Passage to read:
The first is economic. Migrating to a server-side infrastructure and operating it represents a cost, which makes deployment often gradual. This makes sense: work that was previously handled by the browser is now taken on by a centralised server — that of your server-side platform.
Beyond this, client-side tracking has been a standard mastered by digital teams since 1996. It requires no major technical overhaul and is compatible with the entire martech stack.
The second limitation is more fundamental: server-side does not replace client-side. It complements it. The cookie remains central to the digital ecosystem. Many marketing solutions — A/B testing, ad servers, personalisation tools, analytics — still depend on it.
In practice, in 2026, client-side and server-side coexist across the web. Major brands have embraced the potential of server-side, which is growing fast, but smaller organisations remain attached to “tags”. In this context, the challenge is to bring client-side collection quality up to the level of server-side. That means protecting client-side collection as effectively as possible — especially since server-side as practised in the market still often relies on a client-side collection layer. The data exchange happens via API.
Google itself addressed this in May 2025 with the launch of Google Tag Gateway — a first-party tracking solution for GA4 and Google Ads. A strong signal: even for Google, client-side collection needs to be protected. And that protection rests on two pillars.
The two pillars of high-quality client-side collection
First-Party Hosting: making your scripts invisible to blockers
It all starts with a simple problem to state. Your partners’ JavaScript libraries (Meta Pixel, TikTok, Bing UET, etc.) are loaded from those partners’ own domains. Since these domains are well known, adblocker blacklists identify them immediately and block their loading.
First-Party Hosting solves this by moving the loading point. Instead of being served from partner domains, these scripts are hosted from your own domain, under randomly generated filenames that are refreshed every ten minutes to stay up to date. The practical benefit: partner scripts execute across all traffic, including for users running an adblocker.

Exercise directions:
Carry on the passage about client-side and server-side tracking above from its last sentence.

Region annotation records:
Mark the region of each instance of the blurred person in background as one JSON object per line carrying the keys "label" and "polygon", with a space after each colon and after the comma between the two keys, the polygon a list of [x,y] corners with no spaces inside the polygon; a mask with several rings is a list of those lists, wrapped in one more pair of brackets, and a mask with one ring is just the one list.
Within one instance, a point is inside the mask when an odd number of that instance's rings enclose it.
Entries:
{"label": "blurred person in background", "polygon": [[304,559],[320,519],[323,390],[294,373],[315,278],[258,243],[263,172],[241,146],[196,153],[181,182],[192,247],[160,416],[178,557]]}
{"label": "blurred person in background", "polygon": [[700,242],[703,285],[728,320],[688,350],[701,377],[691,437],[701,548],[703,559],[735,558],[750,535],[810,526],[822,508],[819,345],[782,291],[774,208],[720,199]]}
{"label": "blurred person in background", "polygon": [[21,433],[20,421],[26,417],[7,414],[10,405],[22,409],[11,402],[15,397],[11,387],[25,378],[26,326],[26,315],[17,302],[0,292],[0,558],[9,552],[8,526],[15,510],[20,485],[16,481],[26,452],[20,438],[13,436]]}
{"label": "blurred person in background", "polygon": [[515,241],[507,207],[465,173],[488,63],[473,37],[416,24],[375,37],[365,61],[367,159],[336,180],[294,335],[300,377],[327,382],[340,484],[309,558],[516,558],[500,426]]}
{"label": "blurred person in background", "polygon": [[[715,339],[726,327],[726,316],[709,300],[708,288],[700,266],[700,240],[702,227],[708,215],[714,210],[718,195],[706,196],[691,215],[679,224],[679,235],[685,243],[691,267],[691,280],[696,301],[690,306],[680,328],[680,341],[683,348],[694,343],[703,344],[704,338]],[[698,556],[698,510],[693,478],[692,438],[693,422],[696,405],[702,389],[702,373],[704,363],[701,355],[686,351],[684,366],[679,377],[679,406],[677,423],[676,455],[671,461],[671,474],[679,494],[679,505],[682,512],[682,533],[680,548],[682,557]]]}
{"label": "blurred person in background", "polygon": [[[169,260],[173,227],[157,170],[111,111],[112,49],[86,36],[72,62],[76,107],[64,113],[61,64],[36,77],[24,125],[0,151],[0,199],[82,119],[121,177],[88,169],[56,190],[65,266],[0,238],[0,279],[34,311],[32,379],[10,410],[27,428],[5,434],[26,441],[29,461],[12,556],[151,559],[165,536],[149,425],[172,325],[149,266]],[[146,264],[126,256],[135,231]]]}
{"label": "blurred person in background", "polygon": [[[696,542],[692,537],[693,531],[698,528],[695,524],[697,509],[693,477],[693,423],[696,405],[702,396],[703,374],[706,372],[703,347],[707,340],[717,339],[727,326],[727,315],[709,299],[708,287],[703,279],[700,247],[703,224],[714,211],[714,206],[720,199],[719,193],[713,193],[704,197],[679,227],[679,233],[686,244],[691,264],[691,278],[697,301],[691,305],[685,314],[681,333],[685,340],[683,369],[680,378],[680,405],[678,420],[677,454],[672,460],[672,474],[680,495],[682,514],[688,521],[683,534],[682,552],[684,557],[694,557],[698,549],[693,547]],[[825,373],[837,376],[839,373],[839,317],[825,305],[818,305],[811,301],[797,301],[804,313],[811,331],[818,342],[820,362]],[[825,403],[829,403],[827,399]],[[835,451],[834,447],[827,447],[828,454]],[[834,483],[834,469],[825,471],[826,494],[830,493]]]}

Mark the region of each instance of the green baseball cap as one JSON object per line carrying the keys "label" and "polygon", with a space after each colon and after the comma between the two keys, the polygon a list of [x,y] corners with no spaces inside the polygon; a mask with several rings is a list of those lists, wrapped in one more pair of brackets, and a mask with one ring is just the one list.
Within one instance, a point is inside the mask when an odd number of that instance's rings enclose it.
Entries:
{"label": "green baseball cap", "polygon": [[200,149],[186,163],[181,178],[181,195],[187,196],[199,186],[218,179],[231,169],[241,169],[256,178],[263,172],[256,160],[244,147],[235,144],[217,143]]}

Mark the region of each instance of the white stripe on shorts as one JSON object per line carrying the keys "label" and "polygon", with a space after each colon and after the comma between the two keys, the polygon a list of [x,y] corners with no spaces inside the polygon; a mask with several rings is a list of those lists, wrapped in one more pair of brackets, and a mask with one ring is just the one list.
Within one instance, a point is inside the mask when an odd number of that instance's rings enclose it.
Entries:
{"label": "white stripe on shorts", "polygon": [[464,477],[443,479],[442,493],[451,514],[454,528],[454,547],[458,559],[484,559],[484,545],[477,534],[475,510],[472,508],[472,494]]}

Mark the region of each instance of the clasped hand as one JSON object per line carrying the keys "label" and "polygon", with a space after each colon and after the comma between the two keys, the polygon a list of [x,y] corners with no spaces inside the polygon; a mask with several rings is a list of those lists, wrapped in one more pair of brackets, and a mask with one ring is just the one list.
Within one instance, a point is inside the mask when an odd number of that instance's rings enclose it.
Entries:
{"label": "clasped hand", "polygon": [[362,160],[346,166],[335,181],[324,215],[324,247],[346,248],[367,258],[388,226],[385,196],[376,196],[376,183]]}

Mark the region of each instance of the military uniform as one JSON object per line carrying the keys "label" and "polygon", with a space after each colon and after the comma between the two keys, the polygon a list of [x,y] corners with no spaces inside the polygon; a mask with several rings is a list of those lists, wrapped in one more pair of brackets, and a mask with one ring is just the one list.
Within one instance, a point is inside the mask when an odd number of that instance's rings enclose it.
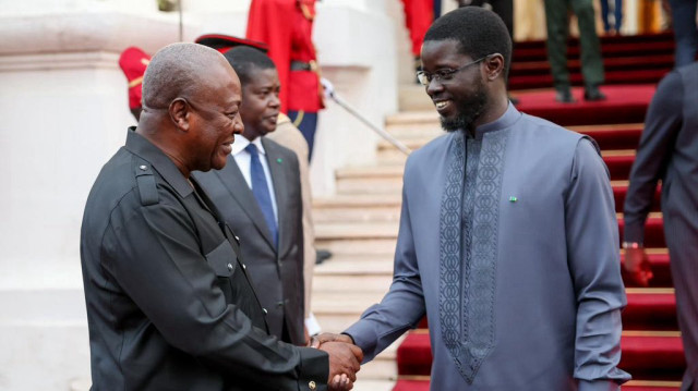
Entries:
{"label": "military uniform", "polygon": [[119,66],[123,71],[123,74],[129,81],[129,109],[135,119],[141,117],[143,98],[143,75],[145,69],[151,63],[151,56],[148,56],[141,48],[130,47],[121,52],[119,56]]}
{"label": "military uniform", "polygon": [[309,159],[317,112],[325,107],[312,40],[314,19],[315,0],[252,0],[246,33],[249,39],[269,47],[281,84],[281,111],[305,137]]}
{"label": "military uniform", "polygon": [[93,390],[326,390],[327,354],[269,337],[237,237],[129,131],[85,207]]}
{"label": "military uniform", "polygon": [[545,0],[547,23],[547,59],[553,84],[556,89],[569,88],[567,70],[567,37],[569,35],[568,11],[571,7],[579,24],[581,46],[581,74],[585,85],[598,86],[603,83],[603,59],[601,44],[595,29],[594,10],[591,0]]}

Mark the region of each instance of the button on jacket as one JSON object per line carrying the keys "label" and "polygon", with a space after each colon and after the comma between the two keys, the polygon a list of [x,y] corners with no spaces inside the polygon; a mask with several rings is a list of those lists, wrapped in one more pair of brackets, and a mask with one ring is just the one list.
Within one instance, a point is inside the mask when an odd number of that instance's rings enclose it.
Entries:
{"label": "button on jacket", "polygon": [[234,235],[192,184],[131,129],[92,188],[93,390],[326,390],[327,355],[269,337]]}

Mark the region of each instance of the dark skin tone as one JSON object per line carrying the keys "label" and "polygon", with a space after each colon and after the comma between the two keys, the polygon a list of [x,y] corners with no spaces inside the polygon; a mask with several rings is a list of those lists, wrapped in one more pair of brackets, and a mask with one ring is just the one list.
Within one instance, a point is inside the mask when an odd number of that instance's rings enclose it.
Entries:
{"label": "dark skin tone", "polygon": [[[422,46],[422,69],[430,74],[440,70],[457,70],[474,60],[478,59],[461,52],[457,40],[428,40]],[[434,101],[440,115],[454,119],[459,115],[458,106],[472,98],[477,93],[474,86],[479,84],[482,85],[481,93],[485,95],[486,103],[472,121],[471,129],[474,129],[497,120],[509,105],[502,54],[491,54],[485,60],[454,73],[450,80],[432,80],[426,86],[426,94]]]}
{"label": "dark skin tone", "polygon": [[[276,130],[276,120],[281,106],[279,100],[280,84],[278,73],[273,68],[253,68],[249,78],[250,81],[242,87],[243,99],[240,114],[244,123],[242,136],[253,140]],[[363,353],[353,344],[340,342],[314,347],[328,353],[330,351],[338,352],[329,355],[329,388],[332,390],[351,390],[357,380],[356,372],[361,369]]]}
{"label": "dark skin tone", "polygon": [[178,96],[167,109],[144,108],[136,129],[188,179],[193,170],[224,168],[234,135],[244,129],[238,76],[222,58],[208,68],[191,96]]}
{"label": "dark skin tone", "polygon": [[244,123],[242,135],[249,140],[276,130],[281,101],[279,76],[276,69],[253,68],[250,81],[242,86],[240,113]]}
{"label": "dark skin tone", "polygon": [[[224,168],[234,135],[244,130],[240,81],[225,58],[202,69],[196,82],[197,88],[190,95],[171,94],[177,98],[166,109],[145,107],[136,129],[186,179],[194,170]],[[340,342],[325,344],[321,350],[329,356],[330,390],[350,390],[363,358],[361,350]]]}
{"label": "dark skin tone", "polygon": [[[422,69],[431,74],[443,69],[456,70],[473,60],[477,59],[460,52],[460,44],[456,40],[425,41],[422,46]],[[479,84],[478,81],[482,86],[473,88]],[[447,119],[459,115],[459,103],[467,102],[477,89],[481,88],[485,94],[486,103],[472,122],[472,129],[497,120],[509,105],[504,81],[504,57],[500,53],[453,74],[449,81],[442,82],[432,80],[426,86],[426,94],[435,106],[438,103],[440,114]],[[311,346],[322,349],[332,342],[353,344],[353,339],[348,334],[323,333],[311,339]]]}

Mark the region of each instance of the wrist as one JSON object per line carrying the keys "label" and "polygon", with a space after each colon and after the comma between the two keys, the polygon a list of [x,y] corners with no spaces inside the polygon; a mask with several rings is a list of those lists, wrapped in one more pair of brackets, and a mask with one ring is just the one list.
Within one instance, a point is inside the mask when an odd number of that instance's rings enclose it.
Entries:
{"label": "wrist", "polygon": [[621,244],[621,247],[628,249],[628,248],[642,248],[642,243],[641,242],[623,242]]}

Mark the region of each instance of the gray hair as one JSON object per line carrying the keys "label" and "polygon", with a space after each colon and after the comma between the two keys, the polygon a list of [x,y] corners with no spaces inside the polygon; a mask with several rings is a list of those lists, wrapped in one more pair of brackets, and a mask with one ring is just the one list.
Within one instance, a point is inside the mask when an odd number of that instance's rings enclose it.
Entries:
{"label": "gray hair", "polygon": [[209,47],[179,42],[158,50],[143,76],[143,107],[167,109],[178,97],[192,97],[205,86],[202,72],[219,62],[222,54]]}

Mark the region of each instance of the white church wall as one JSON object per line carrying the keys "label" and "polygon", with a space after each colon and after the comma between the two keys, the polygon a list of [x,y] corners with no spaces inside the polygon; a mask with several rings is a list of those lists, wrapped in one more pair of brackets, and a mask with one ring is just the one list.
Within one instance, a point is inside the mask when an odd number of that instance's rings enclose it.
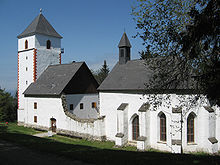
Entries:
{"label": "white church wall", "polygon": [[[60,63],[61,39],[36,34],[35,47],[37,49],[37,78],[49,66]],[[47,40],[51,41],[51,48],[46,49]]]}
{"label": "white church wall", "polygon": [[[37,109],[34,109],[37,103]],[[93,122],[74,120],[64,113],[61,98],[25,97],[25,125],[41,127],[46,130],[50,127],[50,119],[56,119],[57,132],[71,134],[79,137],[104,136],[104,120],[97,119]],[[34,122],[37,116],[37,122]]]}
{"label": "white church wall", "polygon": [[[28,48],[25,49],[25,41]],[[51,41],[51,49],[46,49],[46,41]],[[52,64],[60,62],[61,39],[36,34],[18,39],[18,110],[24,110],[23,92]],[[36,50],[36,54],[35,54]],[[35,59],[36,58],[36,59]],[[36,60],[36,61],[35,61]],[[36,77],[35,77],[36,76]],[[22,122],[22,114],[18,111],[18,121]],[[21,115],[21,116],[20,116]]]}
{"label": "white church wall", "polygon": [[105,132],[109,140],[115,140],[117,134],[117,108],[121,103],[128,103],[128,140],[132,140],[130,132],[132,127],[131,117],[136,113],[143,104],[141,94],[126,94],[126,93],[99,93],[100,99],[100,115],[105,117]]}
{"label": "white church wall", "polygon": [[[98,94],[73,94],[66,95],[68,110],[81,119],[97,118],[99,115],[98,107],[92,108],[94,102],[98,105]],[[70,110],[70,104],[73,104],[73,110]],[[83,109],[80,109],[83,104]]]}
{"label": "white church wall", "polygon": [[[167,95],[161,95],[167,97]],[[159,95],[158,95],[159,97]],[[209,133],[211,127],[209,126],[209,113],[203,106],[208,104],[207,99],[203,101],[198,100],[197,104],[190,105],[190,99],[195,95],[175,95],[172,94],[166,99],[162,99],[162,104],[159,105],[156,110],[150,106],[150,113],[146,119],[150,120],[150,128],[145,132],[148,144],[150,147],[165,150],[170,152],[180,152],[180,144],[172,144],[172,141],[181,142],[181,114],[173,113],[172,108],[178,108],[182,106],[183,112],[183,127],[182,127],[182,146],[184,152],[191,151],[204,151],[212,152],[213,146],[209,142]],[[132,115],[138,114],[138,109],[143,103],[150,102],[147,95],[134,93],[107,93],[100,92],[100,115],[106,116],[106,136],[109,140],[115,141],[115,135],[117,133],[117,108],[121,103],[128,103],[128,140],[132,140]],[[166,141],[160,141],[160,120],[158,114],[163,112],[166,116]],[[187,117],[193,112],[196,117],[194,119],[194,142],[187,143]],[[219,120],[218,120],[219,121]],[[148,123],[146,122],[146,123]],[[146,126],[149,127],[149,126]],[[210,131],[209,131],[210,130]],[[212,131],[211,131],[212,132]],[[219,136],[219,134],[217,135]]]}
{"label": "white church wall", "polygon": [[23,92],[33,82],[33,56],[34,51],[19,52],[18,63],[18,94],[19,94],[19,109],[24,109]]}

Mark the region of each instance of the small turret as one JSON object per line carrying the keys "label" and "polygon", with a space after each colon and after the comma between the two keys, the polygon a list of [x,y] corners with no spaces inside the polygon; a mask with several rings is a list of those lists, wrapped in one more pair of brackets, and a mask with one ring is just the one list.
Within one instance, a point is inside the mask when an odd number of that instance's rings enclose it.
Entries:
{"label": "small turret", "polygon": [[131,59],[131,54],[130,54],[131,44],[125,32],[121,37],[121,40],[118,44],[118,48],[119,48],[119,64],[126,64],[126,62],[130,61]]}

Answer to the problem:
Better still: the Consent Management Platform (CMP) itself can be hosted the same way. If your CMP library is blocked before it loads, the consent banner never appears, no consent is collected, and the entire downstream setup collapses. First-Party Hosting also protects this “zero link” in the chain — the one that makes everything else legally possible.
First-Party Tracking: restoring the lifetime of your cookies
Once scripts are executing, a second problem remains: the collection requests themselves. Even if the Meta Pixel loads correctly, its hits are sent to connect.facebook.net — an external domain that Safari detects. ITP restrictions then apply, and a cookie will only last 24 hours.
With First-Party Tracking, these requests are routed through your own domain (/yoursite/metrics) before being redistributed to partners. From the browser’s perspective, this traffic is first-party, and the cookie is treated accordingly — with a lifetime of up to 13 months.
And that longevity changes everything. Multi-day visitor journeys (the most common in retail) become traceable again. Returning visitors are recognised as such, rather than recounted at every session. Retargeting works again on Safari audiences. And consent management benefits from better long-term persistence.
| Pillar | Problem solved | Key benefit |
|---|---|---|
| First-Party Hosting | Scripts blocked by adblockers | Full library execution + CMP protected |
| First-Party Tracking | Measurement cookies limited to 24h (ITP/ETP) | Cookie lifetime restored — up to 13 months |
Commanders Act Gateway: both pillars in a single infrastructure
Setting up these two pillars separately is technically feasible, but at the cost of multiple configurations: partner by partner, with dedicated subdomains, heterogeneous stacks and dispersed maintenance.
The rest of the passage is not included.